--- Texte extrait ---
Ses mouvements, quand il se déplace, sont en général assez lents. Cependant la vitesse de sa tête quand il mord est fulgurante. Ce reptile compte pour assurer sa sécurité sur l’immobilité et le camouflage plus que sur l’agilité. Son caractère, bien que ce ne soit pas un animal qui attaque sans avoir été provoqué, est plutôt nerveux et irascible et il n’hésite pas à mordre s’il est dérangé même si sa morsure n’injecte pas toujours du venin.
La reproduction est ovipare. La femelle pond de 8 à 24 œufs qui éclosent au bout de 60 à 80 jours. Les petits mesurent de 110 à 14 cm de long au moment de l’éclosion.
Le venin de Cerastes cerastes est relativement complexe et contient des principes actifs qui ont divers effets. À côté de manifestations d’agrégation plaquettaire et de l’activation de la prothrombine et des facteurs X de la coagulation (effet pro-coagulant) il existe des substances dont l’effet est opposé et qui sont anticoagulantes et hémorragisantes avec en plus une phosphodiestérase.
On a identifié au moins 12 toxines dans le venin de la vipère cornue. La symptomatologie comprend : une tuméfaction et un œdème qui peut être important à cause de l’augmentation de la perméabilité capillaire et de l’effet cytotoxique qui peut causer des nécroses et des gangrènes, une anémie hémolytique et même une insuffisance rénale aiguë qui peut entraîner la mort de la personne qui a été mordue.
Cependant les cas recensés de décès humains ne sont pas nombreux et même les anciens Égyptiens considéraient que la morsure du céraste était guérissable et généralement non mortelle.
Cela amène à penser qu’ à supposer que la légende de Cléopâtre soit vraie cette reine n’aurait probablement pas eu l’idée de choisir une vipère pour se suicider et qu’elle aurait certainement opté pour le cobra (Naja haje) pour la raison essentielle qu’il est doté d’un venin bien plus puissant et ensuite parce que son venin neurotoxique lui aurait procuré une mort sûrement moins douloureuse et moins laide que celui d’un vipéridé.
--- Enregistrements extraits ---
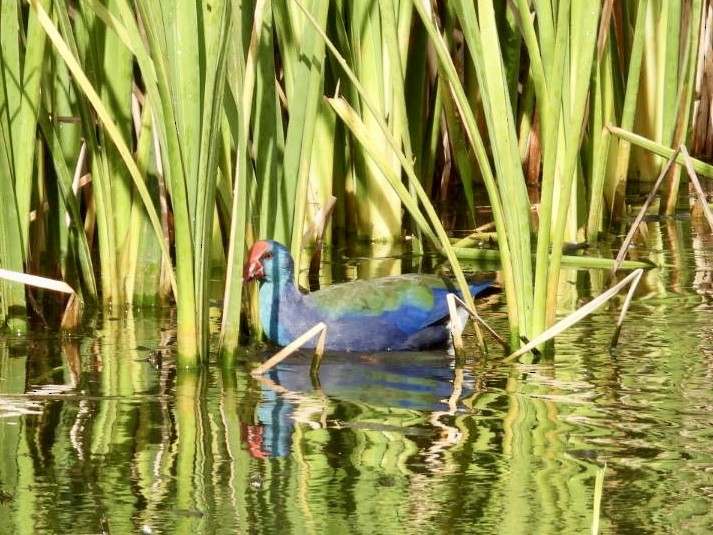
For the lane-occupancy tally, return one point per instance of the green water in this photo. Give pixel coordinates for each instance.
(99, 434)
---
--- Enregistrements extraits ---
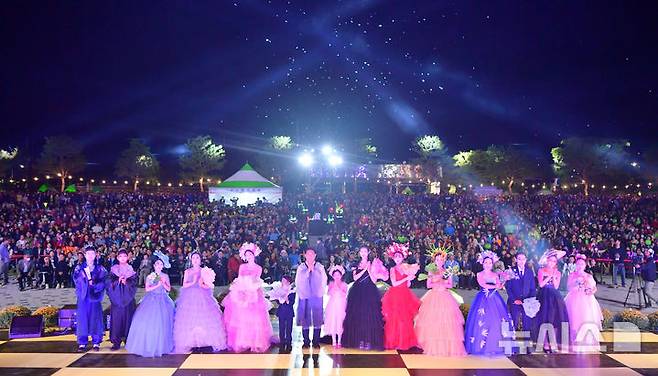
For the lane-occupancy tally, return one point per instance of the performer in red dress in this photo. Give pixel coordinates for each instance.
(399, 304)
---
--- Enregistrements extraits ---
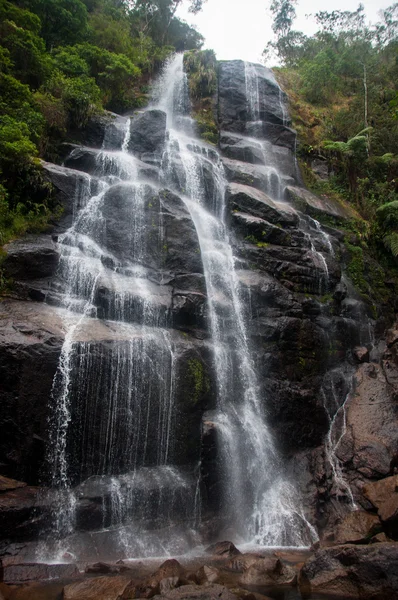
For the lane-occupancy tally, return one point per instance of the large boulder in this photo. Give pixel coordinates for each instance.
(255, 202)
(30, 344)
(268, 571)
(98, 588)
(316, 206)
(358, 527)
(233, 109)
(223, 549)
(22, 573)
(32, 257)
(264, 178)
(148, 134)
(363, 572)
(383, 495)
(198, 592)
---
Votre travail.
1: D'après le texte sur la vipère cornue, combien de toxines au minimum a-t-on trouvées dans son venin ?
2: Recopiez mot pour mot le passage du texte sur la vipère cornue qui va de « La reproduction est » à « moment de l’éclosion. », ces deux passages compris.
3: Écrivez la suite du texte sur la vipère cornue, à partir de sa dernière phrase.
Les enregistrements viennent d'une autre source.

Réponses.
1: Au moins 12 toxines.

2:
La reproduction est ovipare. La femelle pond de 8 à 24 œufs qui éclosent au bout de 60 à 80 jours. Les petits mesurent de 110 à 14 cm de long au moment de l’éclosion.

3:
Les médecins égyptiens, en effet, déjà 2200 ans avant J.C., avaient écrit par exemple sur un papyrus aujourd’hui conservé dans un musée que la morsure d’un céraste pouvait être soignée avec la pharmacopée de l’époque mais il est probable que cette “guérison” était due plus au fait que sa morsure est assez rarement mortelle pour un homme adulte qu’à toutes les thérapies d’alors.
Une donnée intéressante au sujet du venin de ce reptile concerne les études effectuées au sujet de son éventuelle utilité dans le traitement des cancers.
Beaucoup de venins de serpents ont été analysés dans ce but, de ceux de différents cobras à celui de Trimeresurus flavoviridis qui a démontré qu’il est capable d’inhiber la croissance des cellules cancéreuses des sarcomes du rat, du mélanome et de l’hépatocarcinome, du moins “in vitro”.
Plus tard, en 2003, une étude menée sur le venin du céraste de l’Égypte a prouvé que certains de ses composants étaient nettement en mesure de “tuer” in vitro les cellules cancéreuses.
Il reste encore beaucoup à faire dans l’étude des venins de serpents qui comme de nombreux autres venins peuvent, moyennant des doses appropriées ou en sélectionnant des composants bien précis, être transformés en médicaments capables de vaincre des pathologies mortelles mais la difficulté de cette utilisation réside non pas tant dans la rareté des approvisionnements ou la complexité des venins que dans la rareté de leur homogénéité dans la mesure où des spécimens différents de la même espèce ou des populations simplement séparées géographiquement peuvent présenter des différences de composition et de mécanismes d’action qui peuvent être importantes.
Noms communs : Desert horned adder (anglais), Vipera cornuta del deserto (italien), Wüsten-Hornviper (allemnd), Lefaa, Zus, Takelt (noms locaux).